In the text on laser cutting of glass sheets, which absorption values or ranges does the paragraph about polarized laser beams give for exemplary glass sheets?

**SOURCE:**
• • • •
The means for translating can be configured to translate the glass sheet through the cavity at a predetermined speed. It is contemplated that the predetermined speed can be selected depending on the strength of the laser and the characteristics of the glass sheet (i.e., absorption, coefficient of thermal expansion, etc.). Therefore, in various aspects, it is contemplated that higher speeds of translation (and thus, faster cutting times) can be achieved using lasers of higher power. The present invention is not intended to be limited to a particular laser power or a particular predetermined speed. Thus, it is contemplated that the predetermined speed can be selected to have any value depending on the factors described above and is not intended to be limited to any exemplary values described herein.

In one aspect, the predetermined complementary angle θ_B is substantially Brewster's angle. Optionally, the predetermined complementary angle can be from about 54 to about 60 degrees, including 54, 55, 56, 57, 58, 59 and 60 degrees. In another aspect, the predetermined complementary angle can be from about 55 to about 57 degrees, including 55, 55.5, 56, 56.5 and 57 degrees. In a particular aspect, the predetermined complementary angle is approximately 56 degrees.

In one aspect, the laser can be configured to emit a beam that is polarized. In a further aspect, the laser beam can be polarized in a plane transverse to the common axis 150, such as being linearly p-polarized. In this aspect, losses on Fresnel reflection can be minimized, and thus the effective absorption by the glass sheet can be increased. Absorption by the glass sheet can also depend on the type of glass being used. For example, an exemplary glass sheet having an absorption of less than about 0.001/cm can be used. At this relatively low absorption, the need for a p-polarized laser beam can be more critical. An exemplary glass sheet comprising glass having an absorption of about 0.001/cm to about 0.01/cm can also be used. Alternatively, an exemplary glass sheet comprising glass having an absorption of about 0.01/cm to about 0.1/cm can be used. Optionally, an exemplary glass sheet comprising glass having an absorption of greater than about 0.1/cm, such as between about 0.1/cm and about 1.0/cm, can similarly be used.

Glass sheets having various coefficients of thermal expansion (CTE) can also be used. For example, a glass sheet comprising glass having a CTE of about 1×10⁻⁶/° C. to about 2×10⁻⁶/° C. can be used. Optionally, a glass sheet comprising glass having a CTE of about 2×10⁻⁶/° C. to about 4×10^{31 6}/° C. can be used. In yet another aspect, a glass sheet comprising glass having a CTE of about 4×10⁻⁶/° C. to about 1×10⁻⁵/° C. can be used. In a particular aspect, a glass sheet can comprise glass having a CTE of approximately 3.7×10⁻⁶/° C.

In various aspects, glass sheets having various combinations of absorption and CTE values, such as any of those described above, can be used. For example, a glass sheet can comprise glass having an absorption of about 0.01/cm to about 0.1/cm and a coefficient of thermal expansion of about 2×10⁻⁶/° C. to about 4×10⁻⁶/° C. In a particular aspect, a glass sheet can be used that has an absorption of about 0.09/cm to about 0.1/cm, and a CTE of approximately 3.7×10⁻⁶/° C. it is also contemplated that sheets that are cut by systems and according to methods described herein are not intended to be limited to glass, but can comprise materials having similar properties (such as, but not limited to, absorption and CTE) as glass, such as glass-ceramics, crystal and the like.
• • • •
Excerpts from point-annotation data
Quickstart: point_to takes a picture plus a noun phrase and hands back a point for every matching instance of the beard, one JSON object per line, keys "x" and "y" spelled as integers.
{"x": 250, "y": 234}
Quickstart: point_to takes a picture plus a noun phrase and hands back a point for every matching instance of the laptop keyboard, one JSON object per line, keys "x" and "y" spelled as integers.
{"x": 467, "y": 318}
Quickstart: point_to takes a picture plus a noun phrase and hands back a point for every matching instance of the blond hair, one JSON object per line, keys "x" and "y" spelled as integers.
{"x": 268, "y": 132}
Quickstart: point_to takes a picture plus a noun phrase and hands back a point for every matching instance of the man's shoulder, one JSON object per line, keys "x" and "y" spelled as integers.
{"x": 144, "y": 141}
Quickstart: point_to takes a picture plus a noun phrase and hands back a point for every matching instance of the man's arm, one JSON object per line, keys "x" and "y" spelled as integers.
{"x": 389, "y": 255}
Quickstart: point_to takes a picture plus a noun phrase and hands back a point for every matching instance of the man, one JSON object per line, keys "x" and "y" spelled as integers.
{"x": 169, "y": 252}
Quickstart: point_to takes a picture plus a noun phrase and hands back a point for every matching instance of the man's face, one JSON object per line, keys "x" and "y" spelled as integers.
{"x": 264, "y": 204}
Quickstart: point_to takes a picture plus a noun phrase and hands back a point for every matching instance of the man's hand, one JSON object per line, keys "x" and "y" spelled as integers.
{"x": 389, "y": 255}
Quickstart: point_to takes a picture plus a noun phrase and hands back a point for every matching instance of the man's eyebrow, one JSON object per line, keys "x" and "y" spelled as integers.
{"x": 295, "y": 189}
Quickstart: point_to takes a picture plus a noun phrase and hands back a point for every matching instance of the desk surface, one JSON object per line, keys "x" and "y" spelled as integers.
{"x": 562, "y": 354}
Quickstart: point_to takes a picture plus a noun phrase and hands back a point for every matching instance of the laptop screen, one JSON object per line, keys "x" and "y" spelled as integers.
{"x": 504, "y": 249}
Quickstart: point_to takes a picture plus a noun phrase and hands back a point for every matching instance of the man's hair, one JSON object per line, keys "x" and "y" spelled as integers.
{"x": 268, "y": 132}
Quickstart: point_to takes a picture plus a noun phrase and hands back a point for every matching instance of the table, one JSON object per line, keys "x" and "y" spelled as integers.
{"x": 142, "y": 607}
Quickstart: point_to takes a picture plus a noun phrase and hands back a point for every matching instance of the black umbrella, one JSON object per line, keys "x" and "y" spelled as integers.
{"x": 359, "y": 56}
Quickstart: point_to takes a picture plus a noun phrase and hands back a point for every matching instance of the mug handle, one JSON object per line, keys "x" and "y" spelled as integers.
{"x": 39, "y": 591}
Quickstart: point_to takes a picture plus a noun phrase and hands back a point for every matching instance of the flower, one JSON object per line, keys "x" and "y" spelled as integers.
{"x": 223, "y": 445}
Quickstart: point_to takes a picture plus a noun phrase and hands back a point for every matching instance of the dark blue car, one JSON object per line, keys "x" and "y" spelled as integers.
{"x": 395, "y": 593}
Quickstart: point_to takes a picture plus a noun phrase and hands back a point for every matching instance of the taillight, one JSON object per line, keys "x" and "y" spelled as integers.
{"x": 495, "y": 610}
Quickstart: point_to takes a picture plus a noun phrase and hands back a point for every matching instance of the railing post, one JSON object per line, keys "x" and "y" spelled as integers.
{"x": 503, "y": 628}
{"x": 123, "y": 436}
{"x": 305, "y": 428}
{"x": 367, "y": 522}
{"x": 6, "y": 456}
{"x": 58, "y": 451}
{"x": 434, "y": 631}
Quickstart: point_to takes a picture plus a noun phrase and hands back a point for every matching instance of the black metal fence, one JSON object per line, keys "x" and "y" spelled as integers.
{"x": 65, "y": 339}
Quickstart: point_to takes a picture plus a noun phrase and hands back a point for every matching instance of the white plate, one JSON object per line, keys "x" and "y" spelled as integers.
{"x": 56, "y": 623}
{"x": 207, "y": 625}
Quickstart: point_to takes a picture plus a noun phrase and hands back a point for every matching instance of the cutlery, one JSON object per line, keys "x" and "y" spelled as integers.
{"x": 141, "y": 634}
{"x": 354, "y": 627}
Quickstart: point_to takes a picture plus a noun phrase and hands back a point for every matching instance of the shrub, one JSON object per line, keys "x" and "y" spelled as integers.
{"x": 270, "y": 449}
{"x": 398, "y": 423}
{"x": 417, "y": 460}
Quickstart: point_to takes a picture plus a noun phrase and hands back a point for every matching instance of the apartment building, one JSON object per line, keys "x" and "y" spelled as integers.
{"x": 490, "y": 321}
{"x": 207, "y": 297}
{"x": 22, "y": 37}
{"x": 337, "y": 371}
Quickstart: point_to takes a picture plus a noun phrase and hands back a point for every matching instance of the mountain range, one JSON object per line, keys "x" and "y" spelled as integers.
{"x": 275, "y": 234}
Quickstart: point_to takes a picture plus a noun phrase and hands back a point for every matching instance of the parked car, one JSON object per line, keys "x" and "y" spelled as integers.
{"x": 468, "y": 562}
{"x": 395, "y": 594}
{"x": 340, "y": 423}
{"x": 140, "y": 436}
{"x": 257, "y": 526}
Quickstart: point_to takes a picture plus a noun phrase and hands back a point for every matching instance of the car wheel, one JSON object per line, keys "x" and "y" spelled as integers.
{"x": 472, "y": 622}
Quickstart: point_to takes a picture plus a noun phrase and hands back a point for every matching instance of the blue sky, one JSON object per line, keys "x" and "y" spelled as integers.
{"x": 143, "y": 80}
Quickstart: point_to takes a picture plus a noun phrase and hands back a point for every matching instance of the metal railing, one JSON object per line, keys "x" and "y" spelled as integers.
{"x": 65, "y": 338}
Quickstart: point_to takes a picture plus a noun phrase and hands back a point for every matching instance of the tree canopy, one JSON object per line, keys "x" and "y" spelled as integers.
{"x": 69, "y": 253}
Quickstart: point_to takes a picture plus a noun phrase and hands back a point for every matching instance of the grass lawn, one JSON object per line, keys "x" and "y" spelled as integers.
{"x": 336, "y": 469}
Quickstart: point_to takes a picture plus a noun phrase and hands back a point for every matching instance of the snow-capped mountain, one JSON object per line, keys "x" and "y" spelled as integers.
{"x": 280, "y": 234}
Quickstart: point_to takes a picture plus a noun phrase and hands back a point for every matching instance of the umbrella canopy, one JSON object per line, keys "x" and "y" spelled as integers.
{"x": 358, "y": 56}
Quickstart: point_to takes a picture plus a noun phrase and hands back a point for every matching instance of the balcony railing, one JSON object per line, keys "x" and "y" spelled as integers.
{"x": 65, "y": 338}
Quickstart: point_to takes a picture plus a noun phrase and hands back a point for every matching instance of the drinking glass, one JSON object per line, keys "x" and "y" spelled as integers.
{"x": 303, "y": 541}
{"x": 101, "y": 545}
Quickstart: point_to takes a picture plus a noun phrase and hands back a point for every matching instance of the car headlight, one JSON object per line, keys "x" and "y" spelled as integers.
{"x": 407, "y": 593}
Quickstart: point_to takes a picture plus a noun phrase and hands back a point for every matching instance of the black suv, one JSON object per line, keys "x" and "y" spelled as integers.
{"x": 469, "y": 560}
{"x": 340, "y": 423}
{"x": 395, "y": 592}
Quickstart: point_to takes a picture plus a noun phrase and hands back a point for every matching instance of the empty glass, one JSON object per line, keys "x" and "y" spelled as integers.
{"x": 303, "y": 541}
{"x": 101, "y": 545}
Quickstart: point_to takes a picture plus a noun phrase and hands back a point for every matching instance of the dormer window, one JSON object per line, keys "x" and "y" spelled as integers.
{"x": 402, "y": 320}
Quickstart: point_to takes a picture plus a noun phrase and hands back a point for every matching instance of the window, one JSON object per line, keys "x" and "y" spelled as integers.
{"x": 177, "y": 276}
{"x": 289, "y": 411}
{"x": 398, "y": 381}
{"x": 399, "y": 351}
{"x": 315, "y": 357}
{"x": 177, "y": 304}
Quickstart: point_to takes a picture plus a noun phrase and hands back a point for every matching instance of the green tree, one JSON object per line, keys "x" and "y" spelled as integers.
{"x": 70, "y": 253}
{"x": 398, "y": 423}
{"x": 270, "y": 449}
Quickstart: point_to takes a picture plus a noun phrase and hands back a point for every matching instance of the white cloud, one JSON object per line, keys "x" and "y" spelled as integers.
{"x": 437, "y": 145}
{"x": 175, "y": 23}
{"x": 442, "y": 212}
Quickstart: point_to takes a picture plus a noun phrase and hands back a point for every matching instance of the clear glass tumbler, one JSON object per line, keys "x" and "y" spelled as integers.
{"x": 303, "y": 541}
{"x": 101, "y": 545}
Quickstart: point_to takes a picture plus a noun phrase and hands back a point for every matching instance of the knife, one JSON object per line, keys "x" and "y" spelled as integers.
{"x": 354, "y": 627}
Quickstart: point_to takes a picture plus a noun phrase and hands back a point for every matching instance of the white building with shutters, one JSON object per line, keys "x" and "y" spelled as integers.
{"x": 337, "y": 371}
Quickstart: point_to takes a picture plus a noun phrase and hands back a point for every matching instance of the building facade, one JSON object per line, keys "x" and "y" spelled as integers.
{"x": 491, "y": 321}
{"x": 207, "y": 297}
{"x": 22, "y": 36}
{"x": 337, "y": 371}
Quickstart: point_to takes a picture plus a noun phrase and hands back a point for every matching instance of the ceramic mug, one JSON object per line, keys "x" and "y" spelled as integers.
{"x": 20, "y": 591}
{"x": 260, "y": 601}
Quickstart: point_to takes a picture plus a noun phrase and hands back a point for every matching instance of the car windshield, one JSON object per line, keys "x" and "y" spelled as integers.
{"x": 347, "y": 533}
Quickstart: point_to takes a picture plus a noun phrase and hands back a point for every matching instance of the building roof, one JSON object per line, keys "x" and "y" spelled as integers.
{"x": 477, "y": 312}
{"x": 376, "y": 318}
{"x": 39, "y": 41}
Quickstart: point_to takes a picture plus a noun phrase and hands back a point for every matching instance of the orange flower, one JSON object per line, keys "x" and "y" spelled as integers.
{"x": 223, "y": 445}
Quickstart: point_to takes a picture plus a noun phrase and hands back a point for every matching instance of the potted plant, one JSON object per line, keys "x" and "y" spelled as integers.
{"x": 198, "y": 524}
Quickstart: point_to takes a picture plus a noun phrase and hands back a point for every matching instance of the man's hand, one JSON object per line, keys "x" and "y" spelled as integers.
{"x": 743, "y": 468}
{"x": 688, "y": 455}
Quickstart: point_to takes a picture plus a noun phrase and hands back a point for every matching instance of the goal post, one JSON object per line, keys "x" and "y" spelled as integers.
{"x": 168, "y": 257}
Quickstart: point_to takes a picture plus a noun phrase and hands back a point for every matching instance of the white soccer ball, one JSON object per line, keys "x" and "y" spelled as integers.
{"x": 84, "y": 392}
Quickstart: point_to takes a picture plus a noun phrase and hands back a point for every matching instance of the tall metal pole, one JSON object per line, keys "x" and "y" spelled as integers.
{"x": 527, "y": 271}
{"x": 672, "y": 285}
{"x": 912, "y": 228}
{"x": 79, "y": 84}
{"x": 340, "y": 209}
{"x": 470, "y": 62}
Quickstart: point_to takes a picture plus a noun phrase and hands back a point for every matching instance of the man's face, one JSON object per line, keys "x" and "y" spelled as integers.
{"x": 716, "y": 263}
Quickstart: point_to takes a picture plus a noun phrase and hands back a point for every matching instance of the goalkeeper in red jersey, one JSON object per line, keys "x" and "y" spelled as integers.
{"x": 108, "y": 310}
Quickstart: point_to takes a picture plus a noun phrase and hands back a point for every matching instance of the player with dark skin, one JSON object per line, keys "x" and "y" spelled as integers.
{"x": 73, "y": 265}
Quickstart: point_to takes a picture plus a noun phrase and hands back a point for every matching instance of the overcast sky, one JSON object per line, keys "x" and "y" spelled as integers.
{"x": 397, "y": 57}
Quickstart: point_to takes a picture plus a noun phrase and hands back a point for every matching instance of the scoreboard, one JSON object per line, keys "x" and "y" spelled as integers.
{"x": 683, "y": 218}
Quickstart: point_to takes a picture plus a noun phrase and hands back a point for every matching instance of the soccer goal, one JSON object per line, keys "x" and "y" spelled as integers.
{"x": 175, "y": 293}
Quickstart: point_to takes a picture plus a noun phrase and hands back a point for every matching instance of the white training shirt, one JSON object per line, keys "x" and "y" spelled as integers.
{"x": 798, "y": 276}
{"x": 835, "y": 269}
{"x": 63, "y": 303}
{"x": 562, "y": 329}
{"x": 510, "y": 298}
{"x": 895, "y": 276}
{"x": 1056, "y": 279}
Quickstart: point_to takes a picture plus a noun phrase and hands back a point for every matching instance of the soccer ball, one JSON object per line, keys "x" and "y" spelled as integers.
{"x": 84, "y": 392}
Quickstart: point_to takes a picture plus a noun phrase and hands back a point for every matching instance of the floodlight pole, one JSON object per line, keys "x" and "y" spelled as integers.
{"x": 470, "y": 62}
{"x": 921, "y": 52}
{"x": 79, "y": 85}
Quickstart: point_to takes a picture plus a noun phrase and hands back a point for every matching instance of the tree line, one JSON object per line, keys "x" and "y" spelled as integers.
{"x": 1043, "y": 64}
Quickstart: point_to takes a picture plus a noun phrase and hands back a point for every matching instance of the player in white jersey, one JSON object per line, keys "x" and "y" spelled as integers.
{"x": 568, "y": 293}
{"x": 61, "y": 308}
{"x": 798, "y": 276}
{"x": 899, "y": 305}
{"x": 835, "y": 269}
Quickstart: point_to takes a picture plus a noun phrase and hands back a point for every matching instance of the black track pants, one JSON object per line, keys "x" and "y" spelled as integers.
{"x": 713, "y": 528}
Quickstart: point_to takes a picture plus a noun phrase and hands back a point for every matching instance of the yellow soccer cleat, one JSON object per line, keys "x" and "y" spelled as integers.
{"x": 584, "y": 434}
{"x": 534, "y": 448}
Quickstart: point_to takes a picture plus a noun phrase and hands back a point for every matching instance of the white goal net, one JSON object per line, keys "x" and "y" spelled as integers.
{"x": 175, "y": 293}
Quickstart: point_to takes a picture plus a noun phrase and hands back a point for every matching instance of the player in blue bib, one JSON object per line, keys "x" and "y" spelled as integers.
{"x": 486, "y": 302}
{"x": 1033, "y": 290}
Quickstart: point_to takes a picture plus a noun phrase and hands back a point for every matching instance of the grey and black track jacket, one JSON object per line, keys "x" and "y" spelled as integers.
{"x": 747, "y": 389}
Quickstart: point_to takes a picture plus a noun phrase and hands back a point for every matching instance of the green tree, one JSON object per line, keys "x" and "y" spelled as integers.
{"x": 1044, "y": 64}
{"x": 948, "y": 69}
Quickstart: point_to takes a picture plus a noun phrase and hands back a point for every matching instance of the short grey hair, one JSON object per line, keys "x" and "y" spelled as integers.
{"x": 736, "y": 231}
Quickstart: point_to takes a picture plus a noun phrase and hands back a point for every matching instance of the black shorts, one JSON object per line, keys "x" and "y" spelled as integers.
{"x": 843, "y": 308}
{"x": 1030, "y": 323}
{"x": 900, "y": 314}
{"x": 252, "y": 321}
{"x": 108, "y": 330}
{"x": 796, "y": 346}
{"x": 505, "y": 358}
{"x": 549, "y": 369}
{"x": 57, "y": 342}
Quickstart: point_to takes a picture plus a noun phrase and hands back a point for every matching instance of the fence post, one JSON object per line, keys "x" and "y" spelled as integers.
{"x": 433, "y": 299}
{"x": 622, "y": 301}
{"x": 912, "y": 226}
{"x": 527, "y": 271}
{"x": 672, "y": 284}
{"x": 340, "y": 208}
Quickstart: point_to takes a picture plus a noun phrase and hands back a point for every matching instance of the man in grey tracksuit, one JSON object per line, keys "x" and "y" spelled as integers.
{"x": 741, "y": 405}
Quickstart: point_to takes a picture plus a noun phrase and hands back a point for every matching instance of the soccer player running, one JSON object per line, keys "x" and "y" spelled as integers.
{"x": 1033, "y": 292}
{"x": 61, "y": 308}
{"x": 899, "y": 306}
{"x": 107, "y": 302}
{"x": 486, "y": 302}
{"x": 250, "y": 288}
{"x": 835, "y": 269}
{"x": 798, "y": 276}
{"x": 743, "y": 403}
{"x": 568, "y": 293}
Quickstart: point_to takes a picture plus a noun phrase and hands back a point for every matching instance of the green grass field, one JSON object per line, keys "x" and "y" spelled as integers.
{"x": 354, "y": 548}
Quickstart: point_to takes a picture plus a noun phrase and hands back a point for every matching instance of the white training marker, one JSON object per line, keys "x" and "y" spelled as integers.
• • • •
**SOLUTION:**
- Less than about 0.001/cm
- About 0.001/cm to about 0.01/cm
- About 0.01/cm to about 0.1/cm
- Greater than about 0.1/cm, such as between about 0.1/cm and about 1.0/cm